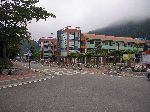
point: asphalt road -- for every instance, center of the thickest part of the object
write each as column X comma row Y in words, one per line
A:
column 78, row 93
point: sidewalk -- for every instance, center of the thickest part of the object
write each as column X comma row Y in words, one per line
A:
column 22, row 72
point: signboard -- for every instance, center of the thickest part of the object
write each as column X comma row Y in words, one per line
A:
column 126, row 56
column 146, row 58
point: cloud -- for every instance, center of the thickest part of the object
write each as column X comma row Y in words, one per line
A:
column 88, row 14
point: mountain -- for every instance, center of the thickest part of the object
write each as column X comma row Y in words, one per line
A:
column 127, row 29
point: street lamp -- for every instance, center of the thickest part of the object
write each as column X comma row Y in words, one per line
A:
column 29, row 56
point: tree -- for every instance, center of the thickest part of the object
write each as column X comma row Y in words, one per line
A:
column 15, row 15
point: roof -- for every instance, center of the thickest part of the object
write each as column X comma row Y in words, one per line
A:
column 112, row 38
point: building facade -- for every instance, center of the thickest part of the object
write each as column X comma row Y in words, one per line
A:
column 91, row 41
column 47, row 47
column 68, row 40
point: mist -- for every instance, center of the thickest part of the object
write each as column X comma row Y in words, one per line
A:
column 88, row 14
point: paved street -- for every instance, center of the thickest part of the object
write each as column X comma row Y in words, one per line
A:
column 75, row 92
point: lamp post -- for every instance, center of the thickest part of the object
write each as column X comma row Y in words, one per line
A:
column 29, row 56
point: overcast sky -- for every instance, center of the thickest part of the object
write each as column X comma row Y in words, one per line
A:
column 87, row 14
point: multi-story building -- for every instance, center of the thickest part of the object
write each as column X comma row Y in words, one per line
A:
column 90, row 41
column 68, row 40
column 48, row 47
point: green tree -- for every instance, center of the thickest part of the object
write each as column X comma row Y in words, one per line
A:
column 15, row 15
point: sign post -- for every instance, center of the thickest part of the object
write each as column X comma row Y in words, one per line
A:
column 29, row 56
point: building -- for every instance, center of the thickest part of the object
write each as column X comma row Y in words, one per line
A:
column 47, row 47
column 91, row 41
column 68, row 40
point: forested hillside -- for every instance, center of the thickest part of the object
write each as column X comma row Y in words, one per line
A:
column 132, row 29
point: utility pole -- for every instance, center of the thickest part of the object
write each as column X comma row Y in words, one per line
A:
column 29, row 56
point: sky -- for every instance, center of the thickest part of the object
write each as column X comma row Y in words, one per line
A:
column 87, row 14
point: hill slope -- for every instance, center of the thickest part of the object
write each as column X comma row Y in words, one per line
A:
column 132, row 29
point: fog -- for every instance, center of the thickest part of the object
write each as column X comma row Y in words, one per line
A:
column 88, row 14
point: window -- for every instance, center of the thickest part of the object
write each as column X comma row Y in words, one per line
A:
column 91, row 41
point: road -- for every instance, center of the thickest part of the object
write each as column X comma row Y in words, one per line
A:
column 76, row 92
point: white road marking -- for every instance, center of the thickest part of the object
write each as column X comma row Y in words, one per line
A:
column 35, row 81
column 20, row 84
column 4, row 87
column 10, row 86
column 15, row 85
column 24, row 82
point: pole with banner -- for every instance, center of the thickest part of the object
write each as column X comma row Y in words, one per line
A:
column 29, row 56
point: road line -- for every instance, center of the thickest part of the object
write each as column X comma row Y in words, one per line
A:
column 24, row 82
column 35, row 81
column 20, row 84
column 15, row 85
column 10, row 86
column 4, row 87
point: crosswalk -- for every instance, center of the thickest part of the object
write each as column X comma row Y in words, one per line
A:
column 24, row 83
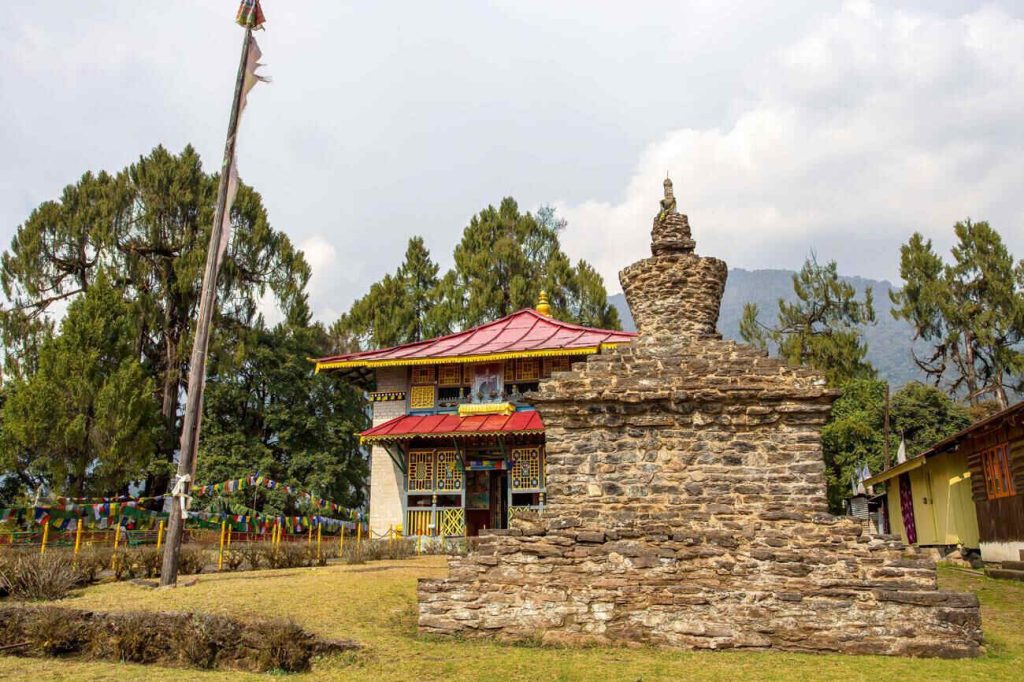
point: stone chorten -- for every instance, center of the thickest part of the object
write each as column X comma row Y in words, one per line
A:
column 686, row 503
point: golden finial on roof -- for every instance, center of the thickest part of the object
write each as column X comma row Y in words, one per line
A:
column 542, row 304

What you have to do
Retype all of the rows above without changing a character, and leave the pictures out.

Answer to this task
point: asphalt road -- for every instance, center of the thickest part of the object
write each as column X comma row Y in words, one per line
A:
column 78, row 93
point: sidewalk -- for every instance, center of the thickest part of the object
write each as column X comma row Y in words, one per line
A:
column 22, row 72
point: signboard -- for every instance, center of the thickest part of the object
write each as column X comma row Y in words, one per line
A:
column 126, row 56
column 146, row 58
point: cloud -- for every instance, center of the thickest part of the object
write each as column X comma row Y in words, one per line
A:
column 88, row 14
point: mountain -- for every instance, center of the thickest part of the object
write each as column X comma row Y in words, one per line
A:
column 127, row 29
point: street lamp -- for every instance, center of the thickest part of the object
write each as column X comma row Y in words, one per line
A:
column 29, row 56
point: tree -- for every instance, center of the thickest part of the object
write each as column X comma row Y in words, one per line
A:
column 15, row 15
point: roof -- for every instance, center of the thickest part of the object
write each as column X comma row Y in words, one per line
A:
column 112, row 38
point: building facade -- for every instance, center of the thickest part of the object
write each as column X comma row Y in words, one per line
A:
column 91, row 41
column 47, row 47
column 68, row 40
point: mist -- for every instance, center of the thickest part of the object
write each as column X comma row Y in words, one per line
A:
column 88, row 14
point: paved street -- for every instance, center of the thickest part of the object
write each as column X comma row Y in words, one per line
A:
column 75, row 92
point: lamp post -- for every instance, center of the thickest part of the object
write each as column X comma row Y in words, one per line
A:
column 29, row 56
point: overcast sky -- for every instance, center of the thickest part of the object
write each as column X comma row Y in words, one per line
A:
column 87, row 14
point: multi-story building -- for every instance, center of the thickest part of the object
write each as column X comma row Y in words, one per line
A:
column 90, row 41
column 68, row 40
column 48, row 47
point: green tree -- for every instance, center of the thickest part of the object
write each as column X comma row Y in words, one per line
A:
column 15, row 15
point: sign post -- for every instance, center of the thickest part of the object
write each as column X comma row Y in words, one per line
A:
column 29, row 56
point: building -- for every instance, center of the thickest part of the object
write each as column X comma row Y in words, one per line
A:
column 47, row 47
column 91, row 41
column 68, row 40
point: forested hillside -- for every instance, center of the thickest part of the object
write each as column X comma row Y in words, one per line
A:
column 132, row 29
point: utility pole -- for every instance, center of the thickest part of the object
write each as column X comma row Y in words, one per line
A:
column 29, row 56
point: sky -- for every instance, center of the thickest part of the object
write each as column X comma row Y in words, one per line
A:
column 87, row 14
point: hill slope -- for every instance, center of the thickest part of the object
write each as column X comma row Y in words, one per line
A:
column 132, row 29
point: fog -- for every instance, center of the thickest part of the object
write each as column X comma row Y in words, one per line
A:
column 88, row 14
point: window -- for every instance, center of the thickest part of the object
write each as column X comma row Y in words, one per line
A:
column 91, row 41
point: road -- for every instance, center of the thickest part of the object
write each as column X comma row Y in words, one per line
A:
column 76, row 92
point: white road marking -- for every instance, center of the thickest part of the object
write each as column X comma row Y in words, one per line
A:
column 35, row 81
column 20, row 84
column 4, row 87
column 10, row 86
column 15, row 85
column 24, row 82
point: pole with banner -- for every instance, center of the thickest part of the object
write each as column X comma row Y in words, one per line
A:
column 29, row 56
point: road line -- for every instance, center of the thickest part of the object
write each as column X comma row Y in words, one per line
A:
column 24, row 82
column 35, row 81
column 20, row 84
column 15, row 85
column 10, row 86
column 4, row 87
point: crosswalk -- for every instance, center of the thickest part of the object
write each as column X comma row Y in words, one per line
A:
column 24, row 83
point: stone chorten -- for every instance, center of the thickest part of the object
write each as column X comma row Y in words, one per line
A:
column 686, row 503
point: golden finial on roof -- for every instance, center of the thickest part of the object
write each as column X comma row Y in words, one per line
A:
column 542, row 304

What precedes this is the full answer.